[Passage shown]
=== Begin Enclosure ===

= Joan Israel =

American psychotherapist and feminist

Joan Israel (1930 – December 30, 2014) was an American psychotherapist and feminist. She was a founder and president of the Michigan chapter of the National Organization for Women (NOW) and chair of the child care committee.

== Early life ==
Israel was born in 1930. She received a bachelors' of arts degree from the University of Rochester in 1952 and a master's degree in social work from Smith College in 1954. Her masters focused on childcare plans for women suffering from psychosis who were hospitalized. She married Kenneth Israel, a psychiatrist, and the couple had three children.

=== End Enclosure ===

[What the task requires] Reproduce the text about Joan Israel word for word, from its title through its last sentence. Leave the lines that follow out of this work.

[Source information]
=== Begin Enclosure ===

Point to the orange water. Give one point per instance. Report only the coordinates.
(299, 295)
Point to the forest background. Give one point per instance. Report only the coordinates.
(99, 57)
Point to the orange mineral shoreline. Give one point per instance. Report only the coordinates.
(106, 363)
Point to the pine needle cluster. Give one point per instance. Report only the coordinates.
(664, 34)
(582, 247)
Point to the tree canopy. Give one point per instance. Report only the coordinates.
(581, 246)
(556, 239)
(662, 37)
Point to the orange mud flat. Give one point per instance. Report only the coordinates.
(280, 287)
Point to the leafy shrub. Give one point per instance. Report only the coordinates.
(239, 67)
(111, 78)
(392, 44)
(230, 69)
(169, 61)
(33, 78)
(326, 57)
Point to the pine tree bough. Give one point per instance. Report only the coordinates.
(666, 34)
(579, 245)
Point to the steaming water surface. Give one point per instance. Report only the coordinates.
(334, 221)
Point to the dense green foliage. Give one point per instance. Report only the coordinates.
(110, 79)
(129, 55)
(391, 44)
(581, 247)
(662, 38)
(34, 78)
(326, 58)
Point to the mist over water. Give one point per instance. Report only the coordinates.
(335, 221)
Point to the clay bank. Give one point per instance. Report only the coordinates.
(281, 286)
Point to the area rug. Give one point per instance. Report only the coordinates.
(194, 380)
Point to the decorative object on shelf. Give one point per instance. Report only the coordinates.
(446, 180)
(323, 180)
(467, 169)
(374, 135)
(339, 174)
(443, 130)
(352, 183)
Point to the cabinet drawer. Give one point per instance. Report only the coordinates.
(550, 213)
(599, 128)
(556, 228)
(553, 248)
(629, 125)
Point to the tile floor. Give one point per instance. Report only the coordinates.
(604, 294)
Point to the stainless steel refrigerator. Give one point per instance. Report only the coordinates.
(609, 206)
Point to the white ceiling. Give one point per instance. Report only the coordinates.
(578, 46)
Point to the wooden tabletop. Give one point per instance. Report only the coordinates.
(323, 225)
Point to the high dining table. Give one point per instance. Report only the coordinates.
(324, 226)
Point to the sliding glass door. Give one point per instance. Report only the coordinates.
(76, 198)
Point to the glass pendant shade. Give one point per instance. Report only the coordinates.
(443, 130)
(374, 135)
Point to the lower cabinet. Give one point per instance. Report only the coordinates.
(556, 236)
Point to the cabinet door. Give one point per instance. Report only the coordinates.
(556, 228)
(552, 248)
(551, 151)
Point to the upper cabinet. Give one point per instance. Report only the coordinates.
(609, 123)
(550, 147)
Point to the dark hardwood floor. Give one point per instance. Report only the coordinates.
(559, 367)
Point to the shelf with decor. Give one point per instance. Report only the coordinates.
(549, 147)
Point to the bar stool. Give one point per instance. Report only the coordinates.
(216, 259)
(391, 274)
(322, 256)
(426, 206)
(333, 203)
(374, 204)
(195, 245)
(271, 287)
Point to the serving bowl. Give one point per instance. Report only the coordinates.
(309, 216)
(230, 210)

=== End Enclosure ===

[Task response]
= Joan Israel =

American psychotherapist and feminist

Joan Israel (1930 – December 30, 2014) was an American psychotherapist and feminist. She was a founder and president of the Michigan chapter of the National Organization for Women (NOW) and chair of the child care committee.

== Early life ==
Israel was born in 1930. She received a bachelors' of arts degree from the University of Rochester in 1952 and a master's degree in social work from Smith College in 1954. Her masters focused on childcare plans for women suffering from psychosis who were hospitalized. She married Kenneth Israel, a psychiatrist, and the couple had three children.